• **TASK ITEM**
Within the listing below, please copy exactly the lines between the line holding "Every instance of the cooked" and the line holding "Every instance of the man's", inclusive.

:: INFORMATION SHOWN ::

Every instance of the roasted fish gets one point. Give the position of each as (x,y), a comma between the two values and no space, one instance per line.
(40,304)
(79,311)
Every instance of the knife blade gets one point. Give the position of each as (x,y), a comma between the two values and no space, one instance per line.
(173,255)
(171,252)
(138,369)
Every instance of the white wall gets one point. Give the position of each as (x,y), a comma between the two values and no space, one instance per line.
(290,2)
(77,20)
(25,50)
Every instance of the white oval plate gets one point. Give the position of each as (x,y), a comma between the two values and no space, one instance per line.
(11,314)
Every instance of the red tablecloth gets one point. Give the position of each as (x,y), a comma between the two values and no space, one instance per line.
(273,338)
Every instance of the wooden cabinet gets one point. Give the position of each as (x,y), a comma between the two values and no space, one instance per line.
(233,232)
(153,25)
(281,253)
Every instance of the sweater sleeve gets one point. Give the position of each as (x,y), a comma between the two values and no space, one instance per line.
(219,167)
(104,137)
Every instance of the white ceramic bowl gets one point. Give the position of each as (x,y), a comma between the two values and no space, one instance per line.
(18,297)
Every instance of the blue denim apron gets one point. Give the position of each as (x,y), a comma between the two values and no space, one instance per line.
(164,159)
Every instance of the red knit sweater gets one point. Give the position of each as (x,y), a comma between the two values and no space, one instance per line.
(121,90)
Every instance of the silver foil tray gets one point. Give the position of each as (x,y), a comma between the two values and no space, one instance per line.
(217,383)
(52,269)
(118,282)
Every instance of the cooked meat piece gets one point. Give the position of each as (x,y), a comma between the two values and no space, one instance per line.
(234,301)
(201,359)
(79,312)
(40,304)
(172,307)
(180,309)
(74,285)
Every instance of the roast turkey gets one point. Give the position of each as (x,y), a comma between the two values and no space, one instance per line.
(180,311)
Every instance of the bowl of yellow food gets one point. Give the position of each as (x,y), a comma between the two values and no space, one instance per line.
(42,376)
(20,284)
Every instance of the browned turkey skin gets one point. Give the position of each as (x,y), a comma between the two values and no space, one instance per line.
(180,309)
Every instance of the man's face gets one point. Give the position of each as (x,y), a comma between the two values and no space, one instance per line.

:::
:: INFORMATION SHOWN ::

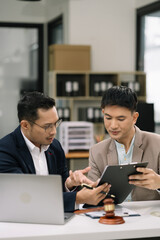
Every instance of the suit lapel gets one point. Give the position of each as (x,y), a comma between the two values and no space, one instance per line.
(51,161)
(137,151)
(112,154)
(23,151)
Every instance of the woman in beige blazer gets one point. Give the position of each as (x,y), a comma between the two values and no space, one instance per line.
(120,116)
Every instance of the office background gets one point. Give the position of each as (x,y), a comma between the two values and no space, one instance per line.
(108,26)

:::

• **RESPONSE TO THE TASK**
Every instance of the cooked meat piece gets one point. Give the position of each as (x,y), a comma between the two values and no space, one instance per line.
(234,301)
(201,359)
(79,312)
(40,304)
(172,307)
(180,309)
(74,285)
Every instance of the roast turkey gets one point. Give the position of each as (x,y), a comma between the two values and no space, one instance per line.
(180,311)
Every instance of the bowl of yellow food gets one point. Give the position of each as (x,y), a comma between the two values and no space, one instance per line.
(42,376)
(20,284)
Every instance of the browned turkey skin gets one point. Give the position of each as (x,y), a comma between the two values and no space, one instance per line.
(180,309)
Every instance of the man's face gets one point. Give the position of each as (x,y), a comma between the two values and no space, one instance per line.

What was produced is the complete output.